## Description of the task
Update the entries starting at the line that contains "the bird's head." and ending at the last entry, replacing "integer pixel" with "whole-number pixel" and changing nothing else. Give back only those lines.
### Records for processing ###
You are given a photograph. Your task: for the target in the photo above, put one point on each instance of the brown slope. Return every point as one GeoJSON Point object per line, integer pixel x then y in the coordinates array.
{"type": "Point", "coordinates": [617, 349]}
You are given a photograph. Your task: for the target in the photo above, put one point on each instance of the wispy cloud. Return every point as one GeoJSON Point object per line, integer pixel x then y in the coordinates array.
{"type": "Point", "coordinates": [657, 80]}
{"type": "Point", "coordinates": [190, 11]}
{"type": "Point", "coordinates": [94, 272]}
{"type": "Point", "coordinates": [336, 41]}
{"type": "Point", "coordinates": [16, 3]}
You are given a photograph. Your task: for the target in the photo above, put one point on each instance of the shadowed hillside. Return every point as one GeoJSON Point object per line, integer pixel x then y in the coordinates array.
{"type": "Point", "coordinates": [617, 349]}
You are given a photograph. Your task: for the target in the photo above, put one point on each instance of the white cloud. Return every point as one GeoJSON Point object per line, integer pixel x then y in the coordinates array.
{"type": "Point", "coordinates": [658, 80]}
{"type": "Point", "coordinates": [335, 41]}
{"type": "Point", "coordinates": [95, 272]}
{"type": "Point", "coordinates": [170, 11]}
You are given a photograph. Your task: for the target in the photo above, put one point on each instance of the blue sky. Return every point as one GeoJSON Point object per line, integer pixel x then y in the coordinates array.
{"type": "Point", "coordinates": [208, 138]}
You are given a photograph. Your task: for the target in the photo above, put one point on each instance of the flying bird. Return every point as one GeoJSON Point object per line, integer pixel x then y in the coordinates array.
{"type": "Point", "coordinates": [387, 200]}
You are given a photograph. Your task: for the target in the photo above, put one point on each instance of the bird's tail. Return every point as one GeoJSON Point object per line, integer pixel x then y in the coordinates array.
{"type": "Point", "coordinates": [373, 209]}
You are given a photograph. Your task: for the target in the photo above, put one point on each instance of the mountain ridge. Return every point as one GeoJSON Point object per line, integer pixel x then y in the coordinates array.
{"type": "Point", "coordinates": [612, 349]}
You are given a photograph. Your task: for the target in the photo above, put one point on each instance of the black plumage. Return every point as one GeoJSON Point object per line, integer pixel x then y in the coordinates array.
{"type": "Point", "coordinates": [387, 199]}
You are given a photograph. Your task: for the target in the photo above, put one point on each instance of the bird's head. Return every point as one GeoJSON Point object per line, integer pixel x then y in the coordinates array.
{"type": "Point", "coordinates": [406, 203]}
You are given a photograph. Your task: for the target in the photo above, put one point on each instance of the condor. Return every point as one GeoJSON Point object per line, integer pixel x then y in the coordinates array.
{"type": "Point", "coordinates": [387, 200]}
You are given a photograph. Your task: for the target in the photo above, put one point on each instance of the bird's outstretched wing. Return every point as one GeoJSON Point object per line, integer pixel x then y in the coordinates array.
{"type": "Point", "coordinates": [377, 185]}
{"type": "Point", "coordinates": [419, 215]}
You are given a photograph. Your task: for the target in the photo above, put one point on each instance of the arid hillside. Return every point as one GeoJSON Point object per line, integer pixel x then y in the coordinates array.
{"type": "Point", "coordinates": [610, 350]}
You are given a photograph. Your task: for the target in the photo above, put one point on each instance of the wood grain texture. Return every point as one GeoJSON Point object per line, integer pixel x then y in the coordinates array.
###
## Full solution
You are given a photograph. Your task: for the target in the photo above, put one point on each instance of the bird's head. Return every point as one GeoJSON Point object per line, whole-number pixel x then y in the coordinates array.
{"type": "Point", "coordinates": [406, 203]}
You are given a photograph. Your task: for the target in the photo above, put one point on each instance of the condor. Return every point as one GeoJSON Point object per line, whole-number pixel x then y in the coordinates array.
{"type": "Point", "coordinates": [387, 200]}
You are given a photograph. Your task: for the target in the photo above, put one point on each instance of the bird's outstretched wing. Return every point as one GeoJSON Point object per line, whole-number pixel x then y in the coordinates array.
{"type": "Point", "coordinates": [377, 185]}
{"type": "Point", "coordinates": [419, 215]}
You are given a photograph. Your task: for the target in the photo above, put one point on each instance of the arid hillside. Return every point as one GeoJSON Point object per line, whole-number pixel x then y in the coordinates array.
{"type": "Point", "coordinates": [610, 350]}
You are given a photograph. Your task: for the target in the photo above, put one point on each instance of the wood grain texture. Return every point as one GeoJSON Point object per line, whole-number pixel x then y in the coordinates array.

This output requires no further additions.